■ Information provided:

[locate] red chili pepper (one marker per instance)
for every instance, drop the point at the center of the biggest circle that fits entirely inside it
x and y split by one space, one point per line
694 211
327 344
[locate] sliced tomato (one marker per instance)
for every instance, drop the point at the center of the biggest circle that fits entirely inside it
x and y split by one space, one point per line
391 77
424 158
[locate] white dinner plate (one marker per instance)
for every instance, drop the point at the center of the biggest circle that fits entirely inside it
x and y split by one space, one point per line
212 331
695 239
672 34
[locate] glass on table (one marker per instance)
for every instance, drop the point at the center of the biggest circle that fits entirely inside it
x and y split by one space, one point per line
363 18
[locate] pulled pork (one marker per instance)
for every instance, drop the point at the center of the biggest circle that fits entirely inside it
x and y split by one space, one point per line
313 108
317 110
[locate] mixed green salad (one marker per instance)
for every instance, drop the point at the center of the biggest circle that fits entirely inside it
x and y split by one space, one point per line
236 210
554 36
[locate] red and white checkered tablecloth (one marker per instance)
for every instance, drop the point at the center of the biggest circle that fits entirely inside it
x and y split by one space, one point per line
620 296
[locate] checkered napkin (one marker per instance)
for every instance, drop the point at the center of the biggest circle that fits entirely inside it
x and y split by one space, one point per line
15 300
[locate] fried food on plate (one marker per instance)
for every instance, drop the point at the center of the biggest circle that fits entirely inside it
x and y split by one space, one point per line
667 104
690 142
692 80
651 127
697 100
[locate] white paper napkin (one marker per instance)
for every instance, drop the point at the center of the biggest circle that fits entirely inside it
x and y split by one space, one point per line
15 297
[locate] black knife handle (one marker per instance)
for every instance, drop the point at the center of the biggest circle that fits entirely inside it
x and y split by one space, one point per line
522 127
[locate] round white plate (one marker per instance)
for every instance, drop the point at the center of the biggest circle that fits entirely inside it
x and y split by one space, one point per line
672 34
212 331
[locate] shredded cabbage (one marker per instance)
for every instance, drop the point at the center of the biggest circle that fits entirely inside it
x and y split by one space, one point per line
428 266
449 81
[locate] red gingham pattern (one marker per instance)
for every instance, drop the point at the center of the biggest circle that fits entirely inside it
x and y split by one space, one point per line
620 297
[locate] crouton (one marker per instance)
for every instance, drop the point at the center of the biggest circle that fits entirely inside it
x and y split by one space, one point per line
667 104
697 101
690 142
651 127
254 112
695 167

■ Brief: Exactly reproduce all of the entries.

■ Solution to this task:
[locate] red chili pepper (one marker per instance)
for every instance, drop the point at the center of the biggest circle that fits entirely inside it
x and y split by one space, one point per line
694 211
327 344
[locate] sliced tomato (one marker per instance)
for every instance, drop the point at the center of the biggest circle that fits entirely inside it
x and y split by one space, one point per line
391 77
424 158
[locate] white dinner plate (one marker per instance)
for every instance, drop the point at the center of the biggest circle that fits entirely inside it
x and y split by one space, one point per line
212 331
695 239
672 34
[locate] glass on table (one marker per instance)
for every instance, drop the point at the center of the biggest circle that fits entirely inside it
x and y split by one space, one point per line
363 18
[locate] pulled pork (one marker per instance)
for every instance, drop the point at the center of the biggest circle that fits entirely inside it
x and y split by one space, one point per line
313 108
317 110
[locate] mixed green salad (one marker per instance)
for every instance, drop the point at the center of the biggest circle that fits entirely inside it
x and y split by one space, one point per line
236 210
554 36
[locate] red and white checkered tablecloth (one marker per instance)
for every instance, drop the point at the center of the biggest circle that fits entirely inside it
x and y split by one space, one point per line
620 296
[locate] checkered napkin (one marker per instance)
for every instance, drop the point at the center of the biggest circle that fits entirely inside it
x and y split by one space, one point per line
15 300
[locate] fried food on plate (one marker per instance)
for every instance, drop the point at the center of the biggest circle that fits entirely inside it
x and y split by one space, one point per line
667 104
690 142
692 80
651 127
697 100
[locate] white paper napkin (one marker per instance)
for every instance, drop the point at the center of the biggest circle that fits entirely inside it
x and y split by one space, one point per line
15 297
[locate] black knife handle (one marker per instance)
for every instance, drop the point at the center of the biggest circle that fits entirely inside it
x and y split by one space, one point per line
522 127
[locate] round white plate (one marker per instance)
for every instance, drop the point at the center of the biggest circle that fits entirely inside it
x and y split by one space, one point per line
672 34
212 331
[locate] shredded cabbage (one marker per instance)
for every instance, drop the point at the center of the biggest circle that fits entirely inside it
x and y split by one space, one point per line
428 266
449 81
[locate] red gingham pattern (one marker per instance)
for every instance, drop the point at the center of the biggest circle that fits entirely inside it
x and y split by one space, one point per line
620 297
[locate] crouton (one marker per instance)
for every instance, drop the point at the center of the biggest circle that fits entirely inside it
x and y split by one space, one point per line
667 104
697 101
690 142
651 127
254 112
695 167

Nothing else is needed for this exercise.